- _What you should do_:
Put every line of the entries below into a numbered list, leaving out any blank lines.

- _Provided records_:

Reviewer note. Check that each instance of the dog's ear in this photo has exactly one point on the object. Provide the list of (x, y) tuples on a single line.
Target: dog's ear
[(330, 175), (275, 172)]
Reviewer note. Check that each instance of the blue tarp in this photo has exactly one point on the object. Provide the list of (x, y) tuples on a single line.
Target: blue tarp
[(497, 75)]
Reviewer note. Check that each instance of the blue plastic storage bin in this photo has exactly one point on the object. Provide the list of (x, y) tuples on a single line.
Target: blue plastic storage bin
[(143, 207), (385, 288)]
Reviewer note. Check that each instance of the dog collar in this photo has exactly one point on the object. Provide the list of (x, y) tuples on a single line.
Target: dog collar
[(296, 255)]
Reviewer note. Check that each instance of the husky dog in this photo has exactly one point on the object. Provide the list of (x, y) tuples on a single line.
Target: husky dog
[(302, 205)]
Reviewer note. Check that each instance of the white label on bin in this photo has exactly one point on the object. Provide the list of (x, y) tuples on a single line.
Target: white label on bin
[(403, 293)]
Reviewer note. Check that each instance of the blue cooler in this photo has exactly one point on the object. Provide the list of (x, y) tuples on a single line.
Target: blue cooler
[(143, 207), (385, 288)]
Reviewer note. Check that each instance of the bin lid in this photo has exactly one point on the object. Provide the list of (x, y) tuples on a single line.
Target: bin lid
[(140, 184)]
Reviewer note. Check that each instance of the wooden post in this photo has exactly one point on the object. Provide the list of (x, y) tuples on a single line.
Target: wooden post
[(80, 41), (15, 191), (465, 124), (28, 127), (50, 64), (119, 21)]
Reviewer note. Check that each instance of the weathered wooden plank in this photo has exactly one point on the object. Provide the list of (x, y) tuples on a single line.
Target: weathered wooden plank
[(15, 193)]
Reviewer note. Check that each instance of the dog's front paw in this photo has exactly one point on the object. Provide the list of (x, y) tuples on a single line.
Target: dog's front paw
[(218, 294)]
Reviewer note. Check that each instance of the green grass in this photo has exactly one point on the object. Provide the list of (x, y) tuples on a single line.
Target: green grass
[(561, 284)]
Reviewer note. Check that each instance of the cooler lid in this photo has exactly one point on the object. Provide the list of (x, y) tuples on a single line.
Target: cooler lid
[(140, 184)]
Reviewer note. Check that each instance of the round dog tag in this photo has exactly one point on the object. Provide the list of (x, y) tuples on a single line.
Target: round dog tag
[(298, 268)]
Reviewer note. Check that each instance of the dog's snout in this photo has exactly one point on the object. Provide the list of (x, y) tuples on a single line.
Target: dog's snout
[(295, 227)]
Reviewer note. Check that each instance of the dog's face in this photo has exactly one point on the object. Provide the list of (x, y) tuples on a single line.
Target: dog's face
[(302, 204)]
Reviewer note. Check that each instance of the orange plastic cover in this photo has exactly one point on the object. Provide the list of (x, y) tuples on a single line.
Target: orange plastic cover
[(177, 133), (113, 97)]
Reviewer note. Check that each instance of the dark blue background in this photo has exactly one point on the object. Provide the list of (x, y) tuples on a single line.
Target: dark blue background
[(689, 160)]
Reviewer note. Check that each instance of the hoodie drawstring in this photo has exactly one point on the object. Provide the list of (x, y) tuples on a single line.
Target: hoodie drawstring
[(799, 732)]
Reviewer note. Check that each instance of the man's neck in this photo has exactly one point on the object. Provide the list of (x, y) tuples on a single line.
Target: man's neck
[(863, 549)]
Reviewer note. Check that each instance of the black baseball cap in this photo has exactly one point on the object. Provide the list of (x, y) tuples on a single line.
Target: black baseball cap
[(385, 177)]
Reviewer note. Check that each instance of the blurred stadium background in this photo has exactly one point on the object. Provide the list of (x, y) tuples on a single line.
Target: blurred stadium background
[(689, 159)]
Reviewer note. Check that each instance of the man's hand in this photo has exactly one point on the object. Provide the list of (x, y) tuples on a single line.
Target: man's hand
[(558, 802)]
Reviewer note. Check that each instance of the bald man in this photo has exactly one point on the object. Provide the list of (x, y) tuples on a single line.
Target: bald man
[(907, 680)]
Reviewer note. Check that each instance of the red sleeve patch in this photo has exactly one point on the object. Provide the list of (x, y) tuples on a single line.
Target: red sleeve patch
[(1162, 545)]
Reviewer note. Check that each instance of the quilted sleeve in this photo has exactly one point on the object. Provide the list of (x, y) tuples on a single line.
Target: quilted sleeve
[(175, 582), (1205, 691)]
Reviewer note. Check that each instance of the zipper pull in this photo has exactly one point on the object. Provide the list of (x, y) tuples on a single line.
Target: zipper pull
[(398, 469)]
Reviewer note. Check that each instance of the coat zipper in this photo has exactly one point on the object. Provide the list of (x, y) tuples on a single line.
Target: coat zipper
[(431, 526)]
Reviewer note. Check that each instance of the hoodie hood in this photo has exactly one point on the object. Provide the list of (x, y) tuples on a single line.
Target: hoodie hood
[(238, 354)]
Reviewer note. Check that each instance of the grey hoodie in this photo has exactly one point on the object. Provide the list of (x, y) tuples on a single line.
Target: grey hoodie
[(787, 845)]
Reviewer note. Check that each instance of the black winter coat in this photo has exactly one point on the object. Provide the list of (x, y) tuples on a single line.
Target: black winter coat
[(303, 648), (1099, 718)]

- _Answer_:
1. Reviewer note. Check that each instance of the dog's ear in this photo has exactly one point on the object. Provide the list of (x, y) tuples on a single line.
2. Target: dog's ear
3. [(330, 175), (275, 172)]
4. Reviewer note. Check that each instance of the blue tarp in this photo has exactly one point on the object. Provide the list of (x, y) tuples on a single line.
5. Target: blue tarp
6. [(497, 75)]
7. Reviewer note. Check that each instance of the blue plastic storage bin in this photo has exactly one point on the object. Provide the list of (x, y) tuples on a single line.
8. Target: blue plastic storage bin
9. [(143, 207), (385, 288)]
10. Reviewer note. Check that each instance of the dog collar in this photo has exactly one point on the object. Provide the list of (x, y) tuples on a single line.
11. Target: dog collar
12. [(296, 255)]
13. Reviewer note. Check that each instance of the husky dog in this photo has exactly one point on the object. Provide the list of (x, y) tuples on a single line.
14. Target: husky dog
15. [(302, 205)]
16. Reviewer note. Check that each instance of the white label on bin in this photo has exactly one point on the object. Provide the list of (x, y) tuples on a single line.
17. Target: white label on bin
18. [(403, 293)]
19. Reviewer note. Check that each instance of the blue cooler in this photo has exactly one point on the object. Provide the list of (x, y) tuples on a single line.
20. Target: blue cooler
21. [(143, 207), (385, 288)]
22. Reviewer note. Check that each instance of the bin lid in this photo has exactly one point on the object. Provide the list of (x, y) tuples on a single line.
23. Target: bin lid
24. [(140, 184)]
25. Reviewer note. Check that each instance of the wooden post in this photo has exactly one point on the object. Provide the list of (x, y) tuples on a single line.
26. Target: wooden post
27. [(80, 41), (15, 191), (465, 124), (28, 127), (50, 64), (119, 21)]
28. Reviewer note. Check that each instance of the weathered wooden plank in this photo has exactly one point on the object. Provide the list of (x, y) tuples on a single line.
29. Target: weathered wooden plank
30. [(15, 193)]
31. Reviewer note. Check that each instance of the dog's front paw in this photo has exactly one point on the object. Provide the list of (x, y) tuples on a single line.
32. Target: dog's front paw
33. [(218, 294)]
34. Reviewer note. Check that each instance of the green grass in this photo has exactly one point on the object. Provide the list of (x, y) tuples on a single line.
35. Target: green grass
36. [(561, 284)]
37. Reviewer note. Check that each instance of the cooler lid in this photo has exactly one point on the object. Provide the list of (x, y) tuples on a single line.
38. Target: cooler lid
39. [(140, 184)]
40. Reviewer note. Check that each instance of the round dog tag in this photo has exactly one point on the object. Provide the list of (x, y) tuples on a single line.
41. Target: round dog tag
42. [(298, 268)]
43. Reviewer note. Check that each instance of the dog's snout in this photo has exactly one point on the object. Provide the list of (x, y) tuples on a single line.
44. Target: dog's snout
45. [(295, 227)]
46. Reviewer note. Check that each instance of the dog's face in this photo has exactly one point on the object. Provide the list of (x, y) tuples on a single line.
47. Target: dog's face
48. [(302, 204)]
49. Reviewer note. Check that each instance of the orange plastic cover in this photo has exactly one point on the object. Provide the list of (x, y) tuples on a single line.
50. Target: orange plastic cover
51. [(177, 133), (113, 97)]
52. Reviewer note. Check that each instance of the dark blue background in this photo has exactly one point on the object. Provide the list of (x, y) tuples on a single line.
53. Target: dark blue background
54. [(689, 160)]
55. Reviewer note. Check that each instance of the hoodie drawstring in this photo has exactly one point on the object. Provide the list of (x, y) tuples on a single line.
56. Target: hoodie drawstring
57. [(799, 732)]
58. Reviewer note. Check that each instance of the man's neck in this photo has exactly one point on the object. Provide the list of (x, y) tuples on a single line.
59. Target: man's neck
60. [(863, 549)]
61. Reviewer note. Check that each instance of the black baseball cap in this photo has exactly one point on the object. Provide the list of (x, y) tuples on a single line.
62. Target: black baseball cap
63. [(385, 177)]
64. Reviewer note. Check that each instance of the blurred stadium background in this photo has exactly one point on the object. Provide the list of (x, y) tuples on a single line.
65. Target: blurred stadium background
66. [(689, 159)]
67. Reviewer note. Check that each instance of the man's hand in this photo has exactly one point on the object. Provide the list of (x, y) tuples on a single line.
68. Target: man's hand
69. [(558, 802)]
70. Reviewer note. Check that each instance of the bald man in this photo has exactly one point on the object. Provide the list of (x, y) tuples on a single line.
71. Target: bald man
72. [(907, 680)]
73. Reviewer note. Check that each instance of the red sleeve patch in this photo has exactly one point on the object. Provide the list of (x, y) tuples on a single line.
74. Target: red sleeve patch
75. [(1162, 545)]
76. Reviewer note. Check that each instance of the quilted sleeve in this photo has exactly one point on the object. Provide the list of (x, y) tuples on a single line.
77. Target: quilted sleeve
78. [(175, 582), (1205, 691)]
79. Reviewer note. Check that each instance of the zipper pull in this photo has exactly one point on the object. Provide the list of (x, y) tuples on a single line.
80. Target: zipper pull
81. [(398, 469)]
82. Reviewer note. Check that each instance of the coat zipper in this photo has exactly one point on the object. Provide the list of (x, y) tuples on a single line.
83. Target: coat zipper
84. [(431, 526)]
85. Reviewer note. Check that each instance of the hoodie hood in this photo has exactly one point on the object. Provide the list of (x, y) tuples on a single line.
86. Target: hoodie hood
87. [(238, 354)]
88. Reviewer note. Check that each instance of the grey hoodie in this photo has exactly one point on the object. Provide the list of (x, y) tuples on a single line.
89. Target: grey hoodie
90. [(787, 845)]
91. Reviewer note. Check that each instance of the black winter coat in this photo has exactly one point on the object. Provide the list of (x, y) tuples on a single line.
92. Target: black winter coat
93. [(303, 648), (1099, 718)]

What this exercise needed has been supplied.